* _Цель A_:
Ответьте по фрагменту о часослове:
(i) Кем сюжет обозначается как гомеопатическая магия?
(ii) Функции каких книг сочетает в себе часослов?
(iii) При помощи каких инструментов сотворен мир согласно миниатюрам морализованных Библий XIII-XIV в.?
* _Цель B_: Продолжите фрагмент о часослове после его последнего предложения.

* _Исходный фрагмент_:
Тот сюжет, который Фрезером обозначается как гомеопатическая магия, применительно к эстетическому мышлению может быть связан с фиксацией и утверждением обыкновений через их изображение и упорядочивание по дням года. В этом смысле гомеопатическая (имитативная) составляющая проявляет себя так: крестьяне, которые жнут в июле, будут заниматься этим и на следующий год. Весна придет тогда, когда положено, зимой будет холодно, принципы социального устройства останутся неизменными, а концом истории станет Страшный Суд. Мы видим не просто изображение мастерами «с натуры» всего, что их окружает, но хронотопную фиксацию бытия. Закрепление определенного порядка вещей в часослове (книге, сочетающей в себе функции святцев, молитвенника, энциклопедии, руководства по ведению хозяйства) способствует символическому поддержанию мирового порядка: протоколирование событийности конституирует онтологическую данность. Эстетическая оценка изображаемого, таким образом, тесно связана с представлениями о мире. Изображение имеет определенные характеристики не только потому, что оно красиво и приятно глазу, а потому, что отражает бытие мира, сотворенного Господом (при помощи циркуля и линейки – в соответствии с миниатюрами морализованных Библий XIII-XIV в.). Красота является следствием такого подхода, частью этой стройной конструкции.

* _Строки данных_:
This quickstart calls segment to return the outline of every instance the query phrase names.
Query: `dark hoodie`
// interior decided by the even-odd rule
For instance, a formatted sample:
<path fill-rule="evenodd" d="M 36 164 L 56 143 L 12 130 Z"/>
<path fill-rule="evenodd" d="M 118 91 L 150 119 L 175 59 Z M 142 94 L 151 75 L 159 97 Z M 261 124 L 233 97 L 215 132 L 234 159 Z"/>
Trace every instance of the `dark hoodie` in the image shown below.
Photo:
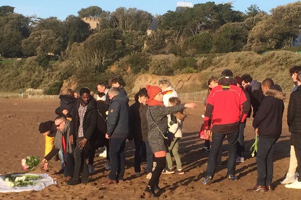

* _Итоговый ответ A_:
(i) Фрезером.
(ii) Святцев, молитвенника, энциклопедии и руководства по ведению хозяйства.
(iii) При помощи циркуля и линейки.

* _Итоговый ответ B_:
Можно припомнить приводимый У. Эко пример из эстетики Фомы Аквинского: хрустальную пилу или молоток, по словам Эко, Фома счел бы безобразными, так как такой инструмент не может выполнять основной функции, не отвечая необходимому критерию своего предназначения [12, с. 169]. Теория прекрасного, по Аквинату, отвечает характерному для всего Средневековья настроению, «тенденции отождествления прекрасного (pulchrum) с полезным (utile), восходящей к уравнению красоты и блага (pulchrum и bonum)» [12, с. 171]. Добавим, что в средневековом, а тем более – возрожденческом настроении помимо простой связки «польза – красота» существует также и более сложное метафизическое понимание utile. Эта «польза» является не только характеристикой, выражающей способность инструмента послужить создавшему его ремесленнику, но и местом, которое этот предмет, воплощающий замысел (идею) о себе, занимает в мире. В эстетическом сознании человека на переходе от Средневековья к Возрождению идеи правильного, божественно осмысленного и несущего Благо тесно слиты с идеей красивого, эстетически значимого. Только в период зрелого Ренессанса и в Новое время это недовольство искажением замысла о предмете сменяется интересом к курьезам и нелепицам, который, в свою очередь, сочетается с потребностью познавать тайны естественных вещей.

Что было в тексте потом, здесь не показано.